• [TASK] Please render everything in the records from the line containing "Get brick building." down to the line containing "[54,358,166,451]", both ends included, as a Markdown table. Use the columns Row and Line, numbering each line and leaving out blank ones.

• [SUPPLIED ENTRIES]
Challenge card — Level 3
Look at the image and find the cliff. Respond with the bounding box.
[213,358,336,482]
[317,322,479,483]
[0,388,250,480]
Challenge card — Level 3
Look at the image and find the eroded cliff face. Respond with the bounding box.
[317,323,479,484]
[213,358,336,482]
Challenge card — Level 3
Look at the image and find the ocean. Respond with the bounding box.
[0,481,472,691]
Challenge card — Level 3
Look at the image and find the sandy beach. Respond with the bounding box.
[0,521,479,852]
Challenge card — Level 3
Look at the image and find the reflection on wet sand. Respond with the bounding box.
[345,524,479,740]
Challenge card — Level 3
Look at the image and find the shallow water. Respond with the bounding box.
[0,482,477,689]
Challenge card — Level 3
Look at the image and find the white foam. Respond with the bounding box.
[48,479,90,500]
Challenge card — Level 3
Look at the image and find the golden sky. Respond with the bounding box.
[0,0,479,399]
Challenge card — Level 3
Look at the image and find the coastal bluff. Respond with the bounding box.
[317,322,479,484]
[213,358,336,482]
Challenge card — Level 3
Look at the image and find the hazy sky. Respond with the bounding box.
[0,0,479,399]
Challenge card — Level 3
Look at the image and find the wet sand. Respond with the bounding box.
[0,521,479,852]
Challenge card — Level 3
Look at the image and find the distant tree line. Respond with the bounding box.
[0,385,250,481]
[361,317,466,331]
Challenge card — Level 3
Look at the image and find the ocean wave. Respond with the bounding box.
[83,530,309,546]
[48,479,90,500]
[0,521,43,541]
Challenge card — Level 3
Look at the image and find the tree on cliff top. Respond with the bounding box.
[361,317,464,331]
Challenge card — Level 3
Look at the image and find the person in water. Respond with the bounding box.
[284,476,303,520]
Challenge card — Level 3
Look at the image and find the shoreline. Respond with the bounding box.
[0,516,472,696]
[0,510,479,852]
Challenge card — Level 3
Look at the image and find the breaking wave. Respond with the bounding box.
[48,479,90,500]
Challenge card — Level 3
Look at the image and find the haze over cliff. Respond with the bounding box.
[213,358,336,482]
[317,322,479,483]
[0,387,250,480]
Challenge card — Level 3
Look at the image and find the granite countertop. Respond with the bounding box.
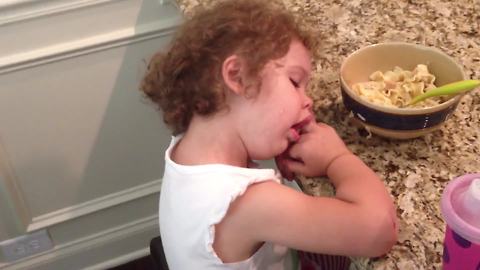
[177,0,480,270]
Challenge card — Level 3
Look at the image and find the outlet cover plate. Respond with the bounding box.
[0,230,53,262]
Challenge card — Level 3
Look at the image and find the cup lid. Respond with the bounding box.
[440,173,480,244]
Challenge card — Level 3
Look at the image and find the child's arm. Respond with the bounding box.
[283,122,397,254]
[215,123,397,258]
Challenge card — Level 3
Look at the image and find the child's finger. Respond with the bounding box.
[283,159,305,174]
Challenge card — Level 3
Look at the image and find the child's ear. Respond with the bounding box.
[222,54,245,95]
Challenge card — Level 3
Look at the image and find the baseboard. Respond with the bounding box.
[0,215,159,270]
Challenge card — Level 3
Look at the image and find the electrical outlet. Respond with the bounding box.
[0,230,53,262]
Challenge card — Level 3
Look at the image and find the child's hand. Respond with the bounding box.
[276,121,351,179]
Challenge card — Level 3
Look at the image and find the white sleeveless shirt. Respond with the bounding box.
[159,136,292,270]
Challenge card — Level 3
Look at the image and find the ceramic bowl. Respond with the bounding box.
[340,42,466,139]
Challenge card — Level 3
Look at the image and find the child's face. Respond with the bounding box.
[238,40,312,159]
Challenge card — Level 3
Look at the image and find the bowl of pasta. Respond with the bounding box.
[340,42,466,139]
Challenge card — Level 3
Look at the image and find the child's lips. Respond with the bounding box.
[288,115,313,142]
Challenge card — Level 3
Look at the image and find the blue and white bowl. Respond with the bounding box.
[340,42,466,139]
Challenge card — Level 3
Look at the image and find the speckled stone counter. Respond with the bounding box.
[177,0,480,270]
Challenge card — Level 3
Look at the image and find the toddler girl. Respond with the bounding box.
[142,0,396,270]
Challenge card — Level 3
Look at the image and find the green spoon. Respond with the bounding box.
[407,80,480,106]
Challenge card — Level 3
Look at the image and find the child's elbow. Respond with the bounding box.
[368,212,398,257]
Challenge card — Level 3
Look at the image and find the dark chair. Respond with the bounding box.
[150,236,168,270]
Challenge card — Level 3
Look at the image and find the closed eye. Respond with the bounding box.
[290,79,300,88]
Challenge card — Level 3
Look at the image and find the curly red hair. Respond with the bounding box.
[141,0,313,134]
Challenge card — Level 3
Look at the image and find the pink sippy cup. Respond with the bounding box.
[441,173,480,270]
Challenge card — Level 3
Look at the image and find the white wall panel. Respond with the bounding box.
[0,0,181,269]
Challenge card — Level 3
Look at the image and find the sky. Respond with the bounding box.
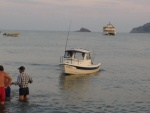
[0,0,150,32]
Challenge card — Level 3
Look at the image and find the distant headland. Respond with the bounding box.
[130,22,150,33]
[77,28,91,32]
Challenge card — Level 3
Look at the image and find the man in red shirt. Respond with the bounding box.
[0,65,12,105]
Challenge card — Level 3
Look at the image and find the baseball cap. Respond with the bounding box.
[18,66,25,70]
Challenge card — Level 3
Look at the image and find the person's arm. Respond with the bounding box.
[29,76,33,84]
[4,73,12,87]
[16,75,21,86]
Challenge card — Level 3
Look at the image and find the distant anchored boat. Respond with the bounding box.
[103,23,116,35]
[3,32,19,37]
[60,48,101,75]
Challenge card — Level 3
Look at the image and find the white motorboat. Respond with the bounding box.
[103,23,116,35]
[60,48,101,74]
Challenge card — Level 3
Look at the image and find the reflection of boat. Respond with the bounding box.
[60,48,101,74]
[60,73,98,91]
[3,32,19,37]
[103,23,116,35]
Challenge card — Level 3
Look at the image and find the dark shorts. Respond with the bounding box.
[19,87,29,96]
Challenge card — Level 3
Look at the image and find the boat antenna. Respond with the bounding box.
[65,20,71,51]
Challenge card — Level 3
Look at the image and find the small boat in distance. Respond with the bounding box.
[3,32,19,37]
[60,48,101,75]
[103,23,116,35]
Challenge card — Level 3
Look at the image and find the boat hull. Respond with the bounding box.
[60,64,100,75]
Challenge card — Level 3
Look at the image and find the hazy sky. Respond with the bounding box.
[0,0,150,32]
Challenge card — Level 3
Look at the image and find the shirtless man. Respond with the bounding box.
[0,65,12,105]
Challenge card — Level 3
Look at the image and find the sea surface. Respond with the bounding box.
[0,31,150,113]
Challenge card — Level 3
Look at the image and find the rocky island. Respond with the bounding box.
[130,22,150,33]
[77,28,91,32]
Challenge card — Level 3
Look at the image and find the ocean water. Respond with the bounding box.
[0,31,150,113]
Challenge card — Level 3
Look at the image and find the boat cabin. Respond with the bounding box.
[61,49,92,65]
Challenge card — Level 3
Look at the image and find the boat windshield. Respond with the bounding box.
[64,51,73,58]
[74,52,85,60]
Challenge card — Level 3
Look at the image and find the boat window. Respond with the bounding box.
[64,51,73,58]
[75,52,85,60]
[86,54,91,60]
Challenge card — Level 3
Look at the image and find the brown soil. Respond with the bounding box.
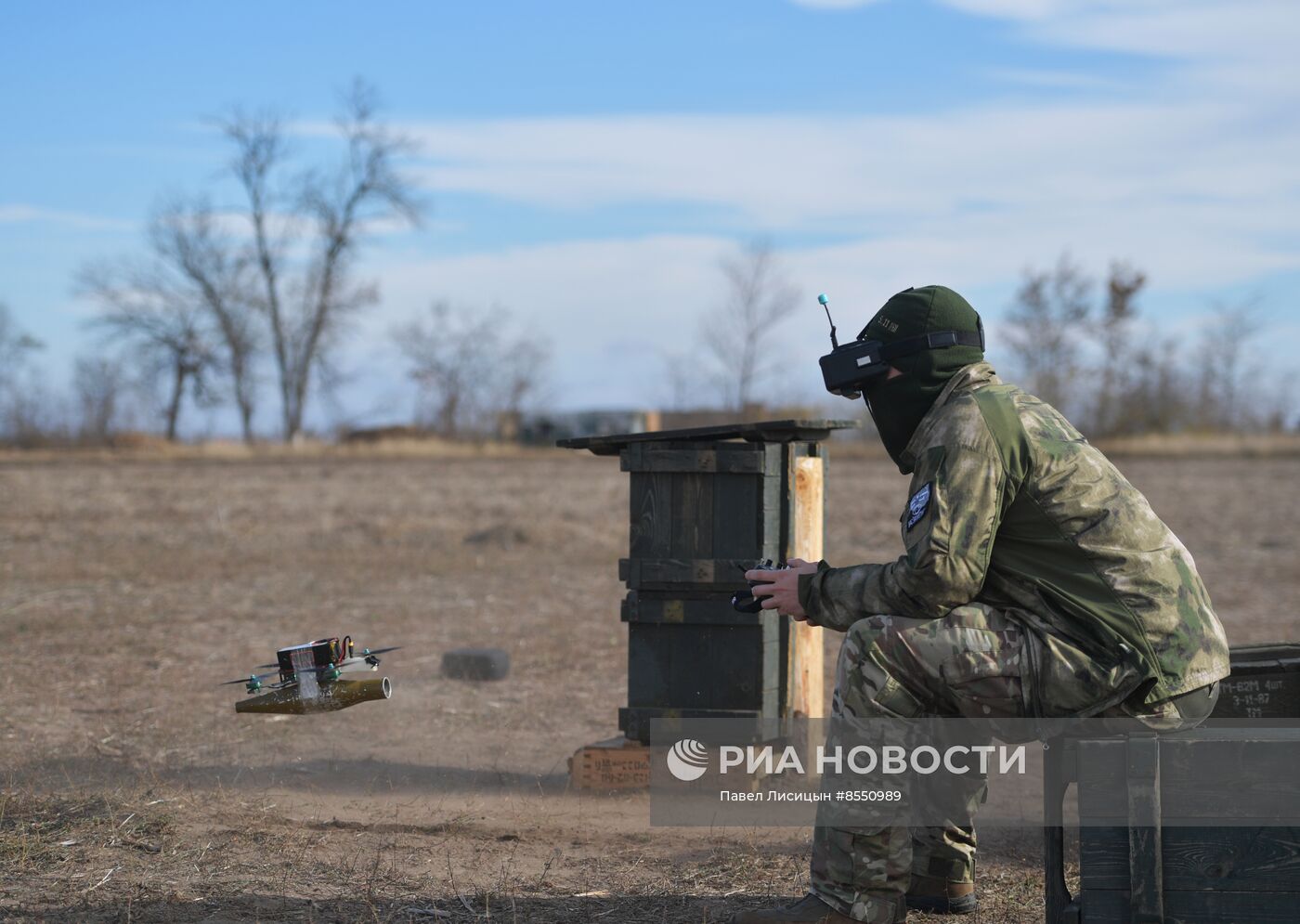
[0,453,1300,921]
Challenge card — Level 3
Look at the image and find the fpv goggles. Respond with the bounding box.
[818,295,984,399]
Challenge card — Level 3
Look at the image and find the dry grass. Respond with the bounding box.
[0,447,1300,924]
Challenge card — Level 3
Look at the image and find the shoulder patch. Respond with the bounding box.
[906,481,935,529]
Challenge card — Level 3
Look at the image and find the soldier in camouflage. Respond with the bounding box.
[734,286,1228,924]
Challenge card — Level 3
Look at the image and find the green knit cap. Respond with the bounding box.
[858,286,984,371]
[859,286,984,475]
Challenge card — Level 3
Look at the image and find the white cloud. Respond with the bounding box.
[0,202,136,231]
[792,0,881,9]
[374,0,1300,300]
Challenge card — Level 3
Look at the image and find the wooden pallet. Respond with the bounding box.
[569,735,650,791]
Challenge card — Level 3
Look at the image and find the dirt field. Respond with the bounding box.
[0,453,1300,923]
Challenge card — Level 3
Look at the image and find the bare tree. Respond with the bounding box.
[393,302,552,436]
[150,199,261,443]
[0,302,43,388]
[78,264,217,440]
[225,81,420,440]
[0,302,51,445]
[1092,260,1147,436]
[1196,296,1262,430]
[72,356,126,443]
[1008,254,1091,412]
[701,241,797,410]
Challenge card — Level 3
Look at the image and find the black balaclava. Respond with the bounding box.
[859,286,984,475]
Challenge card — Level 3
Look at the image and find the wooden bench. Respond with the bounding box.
[1044,644,1300,924]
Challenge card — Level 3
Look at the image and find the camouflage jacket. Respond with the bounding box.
[800,362,1228,702]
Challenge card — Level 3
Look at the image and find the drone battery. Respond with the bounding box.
[276,638,342,676]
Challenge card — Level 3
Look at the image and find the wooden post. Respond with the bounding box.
[786,455,826,719]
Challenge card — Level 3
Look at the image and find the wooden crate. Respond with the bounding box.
[569,735,650,791]
[560,421,846,743]
[1044,644,1300,924]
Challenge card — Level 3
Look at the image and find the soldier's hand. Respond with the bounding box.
[745,559,816,621]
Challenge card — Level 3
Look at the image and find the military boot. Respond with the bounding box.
[731,895,907,924]
[907,873,979,915]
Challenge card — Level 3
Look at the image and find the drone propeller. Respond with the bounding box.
[217,670,280,686]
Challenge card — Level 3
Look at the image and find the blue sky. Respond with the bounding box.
[0,0,1300,429]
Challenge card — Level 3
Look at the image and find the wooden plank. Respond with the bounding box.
[1079,725,1300,827]
[786,455,826,719]
[1127,735,1164,924]
[618,559,754,592]
[1079,826,1300,891]
[621,443,767,475]
[568,735,650,790]
[621,590,763,625]
[628,464,677,559]
[555,420,861,456]
[669,472,718,559]
[1082,891,1300,924]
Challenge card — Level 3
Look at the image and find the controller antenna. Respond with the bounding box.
[816,293,839,349]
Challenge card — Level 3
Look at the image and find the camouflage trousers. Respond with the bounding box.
[810,603,1216,924]
[810,605,1027,924]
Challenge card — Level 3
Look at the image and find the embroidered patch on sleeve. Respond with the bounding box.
[907,482,935,529]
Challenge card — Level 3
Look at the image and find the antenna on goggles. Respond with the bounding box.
[816,293,839,349]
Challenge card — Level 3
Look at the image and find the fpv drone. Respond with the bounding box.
[227,635,400,715]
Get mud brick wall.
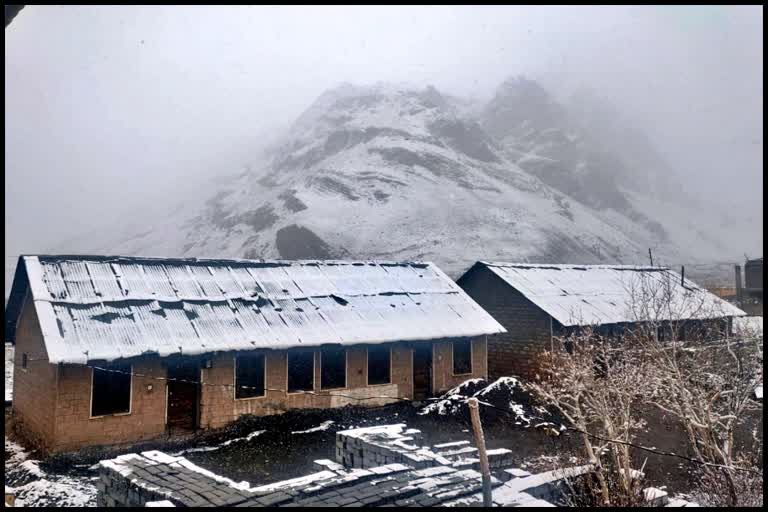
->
[53,358,166,451]
[12,294,58,451]
[200,343,413,428]
[457,266,553,379]
[432,336,488,395]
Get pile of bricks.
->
[336,423,513,470]
[97,424,690,507]
[96,451,251,507]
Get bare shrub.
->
[530,327,644,506]
[623,270,763,506]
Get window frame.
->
[451,340,475,377]
[88,364,135,420]
[232,352,267,400]
[285,349,317,395]
[365,344,393,387]
[318,345,349,391]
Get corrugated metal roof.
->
[480,262,745,326]
[6,256,505,363]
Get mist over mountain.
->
[48,77,752,282]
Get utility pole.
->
[467,397,493,507]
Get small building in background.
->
[736,258,763,316]
[457,262,744,379]
[5,256,504,453]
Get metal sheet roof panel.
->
[480,262,745,326]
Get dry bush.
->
[529,327,644,506]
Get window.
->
[368,345,392,386]
[235,354,266,399]
[452,340,472,375]
[320,347,347,389]
[288,350,315,393]
[91,364,131,417]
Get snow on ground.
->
[733,316,763,336]
[291,420,333,434]
[418,377,533,426]
[5,343,13,402]
[171,428,266,457]
[5,437,98,507]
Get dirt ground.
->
[6,378,762,506]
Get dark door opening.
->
[166,361,200,433]
[413,343,432,400]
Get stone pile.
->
[336,423,513,470]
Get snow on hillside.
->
[60,80,708,274]
[27,79,740,277]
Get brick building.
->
[736,258,763,315]
[457,262,744,378]
[5,256,504,452]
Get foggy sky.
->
[5,6,763,274]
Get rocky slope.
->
[60,79,732,275]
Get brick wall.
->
[457,266,552,379]
[200,343,420,428]
[432,336,488,394]
[14,292,486,452]
[13,294,58,450]
[54,358,166,451]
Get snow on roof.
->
[6,256,505,363]
[479,261,745,326]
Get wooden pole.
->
[467,397,493,507]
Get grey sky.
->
[5,6,763,272]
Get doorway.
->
[165,360,200,434]
[413,342,432,400]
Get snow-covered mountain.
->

• [TASK SOLUTION]
| Row | Line |
|---|---|
| 1 | Get brick building. |
| 2 | -> |
| 3 | [736,258,763,315] |
| 4 | [457,262,744,378] |
| 5 | [5,256,504,452] |
| 6 | Get foggy sky. |
| 7 | -> |
| 8 | [5,6,763,274] |
| 9 | Get rocky slope. |
| 10 | -> |
| 11 | [60,79,732,275] |
| 12 | Get brick wall. |
| 13 | -> |
| 14 | [457,266,552,379] |
| 15 | [200,343,420,428] |
| 16 | [432,336,488,394] |
| 17 | [14,292,486,452] |
| 18 | [13,294,58,450] |
| 19 | [54,358,166,451] |